→ **Task material**
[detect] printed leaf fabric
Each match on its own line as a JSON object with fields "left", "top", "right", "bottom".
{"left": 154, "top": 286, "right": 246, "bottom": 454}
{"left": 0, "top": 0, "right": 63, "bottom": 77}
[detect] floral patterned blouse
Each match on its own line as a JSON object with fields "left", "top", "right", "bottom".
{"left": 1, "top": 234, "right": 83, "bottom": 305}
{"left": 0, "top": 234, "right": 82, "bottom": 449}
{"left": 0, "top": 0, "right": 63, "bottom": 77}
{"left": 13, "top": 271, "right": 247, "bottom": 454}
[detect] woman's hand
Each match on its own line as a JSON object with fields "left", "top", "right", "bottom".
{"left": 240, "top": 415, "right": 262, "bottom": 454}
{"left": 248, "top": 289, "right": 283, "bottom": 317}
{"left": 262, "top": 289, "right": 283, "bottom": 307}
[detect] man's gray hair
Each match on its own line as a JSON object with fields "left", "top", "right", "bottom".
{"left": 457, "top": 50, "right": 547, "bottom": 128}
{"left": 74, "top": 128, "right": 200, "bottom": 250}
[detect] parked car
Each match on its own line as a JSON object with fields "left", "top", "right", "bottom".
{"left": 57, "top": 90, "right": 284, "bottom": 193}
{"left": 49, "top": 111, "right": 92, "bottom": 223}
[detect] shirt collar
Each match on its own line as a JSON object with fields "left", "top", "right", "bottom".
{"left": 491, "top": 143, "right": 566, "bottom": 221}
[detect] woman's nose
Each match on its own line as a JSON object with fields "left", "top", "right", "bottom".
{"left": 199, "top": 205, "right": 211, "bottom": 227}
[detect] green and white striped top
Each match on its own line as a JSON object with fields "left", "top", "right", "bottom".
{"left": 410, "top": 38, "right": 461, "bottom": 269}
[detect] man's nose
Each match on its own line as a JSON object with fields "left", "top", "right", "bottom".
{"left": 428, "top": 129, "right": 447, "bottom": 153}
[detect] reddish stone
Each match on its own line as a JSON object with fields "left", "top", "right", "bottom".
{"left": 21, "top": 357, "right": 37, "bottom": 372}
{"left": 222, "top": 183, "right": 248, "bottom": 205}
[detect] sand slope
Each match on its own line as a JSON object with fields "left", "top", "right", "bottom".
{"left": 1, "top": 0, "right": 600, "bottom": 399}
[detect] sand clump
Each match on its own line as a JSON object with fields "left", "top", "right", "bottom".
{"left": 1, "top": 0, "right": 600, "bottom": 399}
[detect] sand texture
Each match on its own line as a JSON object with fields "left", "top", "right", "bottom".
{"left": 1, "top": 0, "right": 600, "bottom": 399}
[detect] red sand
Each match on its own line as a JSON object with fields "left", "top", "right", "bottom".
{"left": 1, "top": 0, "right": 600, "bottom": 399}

→ **Task goal**
Return every record above. Copy each one exactly.

→ **Result of the exercise**
[detect] printed leaf fabric
Each match on its own line as a JSON object with fields "left", "top", "right", "bottom".
{"left": 154, "top": 286, "right": 246, "bottom": 454}
{"left": 0, "top": 0, "right": 63, "bottom": 77}
[detect] floral patterned blouse
Each match on its own line as a JSON object with fields "left", "top", "right", "bottom".
{"left": 1, "top": 234, "right": 83, "bottom": 305}
{"left": 0, "top": 234, "right": 82, "bottom": 449}
{"left": 0, "top": 0, "right": 63, "bottom": 77}
{"left": 13, "top": 271, "right": 247, "bottom": 454}
[detect] woman's hand
Each match on its own line as a JSON object with fields "left", "top", "right", "bottom".
{"left": 240, "top": 415, "right": 262, "bottom": 454}
{"left": 248, "top": 289, "right": 283, "bottom": 317}
{"left": 262, "top": 289, "right": 283, "bottom": 307}
[detect] man's gray hair
Each match on its own line as a JSON object with fields "left", "top", "right", "bottom".
{"left": 457, "top": 50, "right": 547, "bottom": 128}
{"left": 74, "top": 128, "right": 200, "bottom": 250}
[detect] parked car
Each match on its own line as a JSON object with fields "left", "top", "right", "bottom".
{"left": 57, "top": 90, "right": 284, "bottom": 193}
{"left": 49, "top": 111, "right": 92, "bottom": 223}
[detect] shirt collar
Each match on its own line as a JSON object with fields "left", "top", "right", "bottom".
{"left": 491, "top": 143, "right": 566, "bottom": 221}
[detect] woman's nose
Each match on its own line as a JSON object with fields "left", "top", "right", "bottom".
{"left": 199, "top": 205, "right": 211, "bottom": 227}
[detect] green and white striped top
Each match on its own line as a JSON object with fields "left", "top", "right", "bottom".
{"left": 410, "top": 38, "right": 461, "bottom": 269}
[detect] man's nose
Each match on its own line as a JSON object with fields "left", "top", "right", "bottom".
{"left": 428, "top": 129, "right": 447, "bottom": 153}
[detect] reddish stone
Each match on its own line as a JSON object with fields "left", "top", "right", "bottom".
{"left": 21, "top": 357, "right": 37, "bottom": 372}
{"left": 222, "top": 183, "right": 248, "bottom": 205}
[detect] sand slope
Each match on its own line as a JSON object with fields "left", "top", "right", "bottom".
{"left": 1, "top": 0, "right": 600, "bottom": 399}
[detect] sand clump
Each match on its own line as a JSON object with fields "left", "top", "right", "bottom".
{"left": 1, "top": 0, "right": 600, "bottom": 399}
[detect] sand texture
Each match on its own line as a JSON object with fields "left", "top", "right", "bottom".
{"left": 1, "top": 0, "right": 600, "bottom": 399}
[detect] red sand
Each match on its own line as a JSON object with fields "left", "top", "right", "bottom".
{"left": 1, "top": 0, "right": 600, "bottom": 399}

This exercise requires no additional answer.